作業指示
下の抽出テキストのうち、「弊社は2つの店舗と2箇所の在」を含む箇所から始めて「持つメリットを重視しました。」の後で止め、その範囲を書き直すこと。その際、「自動車」は「トラック」に置き換える。

━━━ 抽出テキスト ━━━

モノを扱うと必ず伴うのが品質管理です。入荷時と出荷前の検品はもちろん、保管時も音湿度管理や日射に気をつけて劣化しないように気を遣います。また店頭に陳列している商品はホコリや汚れを払ったり、チューニングしたり、常にベストな状態にしておかなければいけません。それでも時間の経過とともに状態が変わって不具合が出ることがあるので、部品を交換したり修理に出したりととにかく手がかかります。一つの不具合に対応するのに何時間も作業したり、何日もかかったり、ということもよくあります。

 悩み3 在庫の分散

弊社は2つの店舗と2箇所の在庫置き場があり、それぞれの場所に何があるのかを在庫表で管理しています。入荷した商品は転送が必要になりますし、それが大量の場合は私が自動車を運転して関西と関東を行き来することも年に2回くらいあります。基本的には同じ商品を2つの店舗どちらでも陳列しており、それは商品点数が増える原因にもなっています。希少な商品はお客様の要望があれば店舗間で転送しあっています。こういった管理コストは決して少なくありません。理想的には大きなバックヤードがある店舗を一つだけ持つことですが、弊社では2つの都市に店舗を持つメリットを重視しました。

 悩み4 モデルチェンジへの対応

 商品が更新された時に、旧式モデルとの切り替えが必要となります。古い商品は早く売り切って新しい商品に一本化したいため、時にはバーゲンで売り切ることがあります。モデルが変わると仕様の変更をスタッフに周知し仕様の違いをお客様に説明できるようにしなくてはならないなど手間も増えます。

━━━ 抽出情報 ━━━

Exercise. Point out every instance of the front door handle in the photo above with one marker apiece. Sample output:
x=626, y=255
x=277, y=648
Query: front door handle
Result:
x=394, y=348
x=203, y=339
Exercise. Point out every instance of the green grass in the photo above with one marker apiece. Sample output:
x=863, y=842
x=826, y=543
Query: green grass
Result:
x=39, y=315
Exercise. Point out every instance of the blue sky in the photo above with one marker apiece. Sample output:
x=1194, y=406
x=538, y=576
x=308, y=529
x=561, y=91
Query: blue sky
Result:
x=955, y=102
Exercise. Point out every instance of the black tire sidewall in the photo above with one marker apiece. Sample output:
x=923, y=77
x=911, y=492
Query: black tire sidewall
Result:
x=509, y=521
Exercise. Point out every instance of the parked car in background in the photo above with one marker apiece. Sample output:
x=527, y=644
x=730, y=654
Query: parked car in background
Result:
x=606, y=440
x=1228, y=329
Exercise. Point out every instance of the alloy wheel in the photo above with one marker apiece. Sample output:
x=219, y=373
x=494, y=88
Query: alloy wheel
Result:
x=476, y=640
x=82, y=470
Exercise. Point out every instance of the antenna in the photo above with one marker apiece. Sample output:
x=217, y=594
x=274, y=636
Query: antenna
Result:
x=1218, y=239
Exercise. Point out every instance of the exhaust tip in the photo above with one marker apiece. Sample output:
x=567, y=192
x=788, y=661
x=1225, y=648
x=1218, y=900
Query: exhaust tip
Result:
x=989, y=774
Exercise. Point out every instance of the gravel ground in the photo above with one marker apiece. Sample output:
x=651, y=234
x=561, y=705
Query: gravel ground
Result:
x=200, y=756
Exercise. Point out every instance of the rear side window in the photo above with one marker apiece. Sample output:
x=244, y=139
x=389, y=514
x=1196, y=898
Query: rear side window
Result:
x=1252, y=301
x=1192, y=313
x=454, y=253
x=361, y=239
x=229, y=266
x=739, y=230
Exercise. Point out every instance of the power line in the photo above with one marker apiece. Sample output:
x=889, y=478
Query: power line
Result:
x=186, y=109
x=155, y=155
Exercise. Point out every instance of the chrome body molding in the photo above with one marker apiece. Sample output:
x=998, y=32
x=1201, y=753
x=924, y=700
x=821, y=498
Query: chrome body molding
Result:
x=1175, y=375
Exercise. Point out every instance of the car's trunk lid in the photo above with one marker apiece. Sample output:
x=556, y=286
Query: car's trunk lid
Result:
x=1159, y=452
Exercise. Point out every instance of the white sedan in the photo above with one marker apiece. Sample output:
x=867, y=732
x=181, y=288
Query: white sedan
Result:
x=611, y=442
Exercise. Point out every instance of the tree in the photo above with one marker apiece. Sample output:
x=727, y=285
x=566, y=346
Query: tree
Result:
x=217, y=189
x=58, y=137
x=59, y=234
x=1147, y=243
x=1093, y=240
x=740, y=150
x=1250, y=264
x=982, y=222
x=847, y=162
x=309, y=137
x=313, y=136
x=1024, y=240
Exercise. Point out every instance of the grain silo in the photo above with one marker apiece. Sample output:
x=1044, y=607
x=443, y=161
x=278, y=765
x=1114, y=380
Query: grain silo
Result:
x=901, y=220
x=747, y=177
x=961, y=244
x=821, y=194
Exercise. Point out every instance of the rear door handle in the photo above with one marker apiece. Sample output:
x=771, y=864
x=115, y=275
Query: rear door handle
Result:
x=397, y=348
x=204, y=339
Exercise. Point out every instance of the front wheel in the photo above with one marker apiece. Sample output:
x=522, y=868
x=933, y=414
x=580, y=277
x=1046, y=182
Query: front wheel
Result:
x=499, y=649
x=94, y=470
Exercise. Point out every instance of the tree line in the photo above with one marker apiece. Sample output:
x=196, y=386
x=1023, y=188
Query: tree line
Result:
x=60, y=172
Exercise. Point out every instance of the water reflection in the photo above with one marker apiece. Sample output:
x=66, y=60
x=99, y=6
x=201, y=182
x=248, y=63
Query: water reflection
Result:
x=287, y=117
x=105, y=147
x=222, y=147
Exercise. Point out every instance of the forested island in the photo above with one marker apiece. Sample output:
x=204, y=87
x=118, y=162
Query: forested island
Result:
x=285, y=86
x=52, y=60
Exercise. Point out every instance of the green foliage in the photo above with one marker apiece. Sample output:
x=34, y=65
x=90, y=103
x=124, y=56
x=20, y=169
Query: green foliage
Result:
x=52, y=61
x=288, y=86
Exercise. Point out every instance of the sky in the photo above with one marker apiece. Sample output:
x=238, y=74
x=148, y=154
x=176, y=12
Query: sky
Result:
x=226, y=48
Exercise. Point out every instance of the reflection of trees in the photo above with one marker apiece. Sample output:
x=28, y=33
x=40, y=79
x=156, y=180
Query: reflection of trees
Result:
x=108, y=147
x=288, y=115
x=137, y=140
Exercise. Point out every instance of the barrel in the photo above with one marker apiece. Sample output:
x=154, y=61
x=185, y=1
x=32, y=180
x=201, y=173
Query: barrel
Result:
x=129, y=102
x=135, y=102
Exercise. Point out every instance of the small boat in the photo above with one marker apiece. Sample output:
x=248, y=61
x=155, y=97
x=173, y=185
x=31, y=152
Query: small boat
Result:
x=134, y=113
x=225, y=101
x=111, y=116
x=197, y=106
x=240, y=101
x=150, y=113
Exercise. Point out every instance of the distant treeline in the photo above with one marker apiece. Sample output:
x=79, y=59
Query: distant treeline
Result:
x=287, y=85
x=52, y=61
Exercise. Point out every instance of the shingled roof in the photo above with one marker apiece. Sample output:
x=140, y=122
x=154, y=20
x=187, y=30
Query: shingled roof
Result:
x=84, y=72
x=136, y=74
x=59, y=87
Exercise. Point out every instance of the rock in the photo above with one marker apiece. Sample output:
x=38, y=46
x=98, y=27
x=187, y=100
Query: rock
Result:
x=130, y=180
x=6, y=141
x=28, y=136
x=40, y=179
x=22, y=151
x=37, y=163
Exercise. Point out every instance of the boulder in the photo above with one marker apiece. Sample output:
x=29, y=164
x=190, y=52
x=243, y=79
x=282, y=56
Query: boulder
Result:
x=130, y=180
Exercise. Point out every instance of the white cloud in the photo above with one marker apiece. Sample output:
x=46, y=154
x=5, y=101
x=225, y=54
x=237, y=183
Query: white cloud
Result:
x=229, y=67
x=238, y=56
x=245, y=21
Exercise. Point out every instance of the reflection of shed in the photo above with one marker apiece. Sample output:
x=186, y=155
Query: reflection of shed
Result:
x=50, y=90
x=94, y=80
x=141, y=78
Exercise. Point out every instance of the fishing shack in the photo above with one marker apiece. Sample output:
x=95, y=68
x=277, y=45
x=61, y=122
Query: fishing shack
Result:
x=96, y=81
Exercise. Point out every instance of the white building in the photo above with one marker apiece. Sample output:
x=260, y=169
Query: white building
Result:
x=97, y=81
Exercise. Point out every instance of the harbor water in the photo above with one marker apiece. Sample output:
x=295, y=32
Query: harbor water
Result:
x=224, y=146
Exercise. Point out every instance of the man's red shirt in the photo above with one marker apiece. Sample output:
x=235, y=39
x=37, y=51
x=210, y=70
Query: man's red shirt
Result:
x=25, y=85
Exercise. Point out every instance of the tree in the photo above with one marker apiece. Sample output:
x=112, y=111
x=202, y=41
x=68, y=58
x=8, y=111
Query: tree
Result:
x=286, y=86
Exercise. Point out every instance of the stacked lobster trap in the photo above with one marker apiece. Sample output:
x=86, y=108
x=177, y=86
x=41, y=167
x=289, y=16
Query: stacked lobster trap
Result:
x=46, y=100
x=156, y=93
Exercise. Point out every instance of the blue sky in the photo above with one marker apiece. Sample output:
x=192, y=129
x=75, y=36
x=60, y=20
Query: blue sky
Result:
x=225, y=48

━━━

解答
弊社は2つの店舗と2箇所の在庫置き場があり、それぞれの場所に何があるのかを在庫表で管理しています。入荷した商品は転送が必要になりますし、それが大量の場合は私がトラックを運転して関西と関東を行き来することも年に2回くらいあります。基本的には同じ商品を2つの店舗どちらでも陳列しており、それは商品点数が増える原因にもなっています。希少な商品はお客様の要望があれば店舗間で転送しあっています。こういった管理コストは決して少なくありません。理想的には大きなバックヤードがある店舗を一つだけ持つことですが、弊社では2つの都市に店舗を持つメリットを重視しました。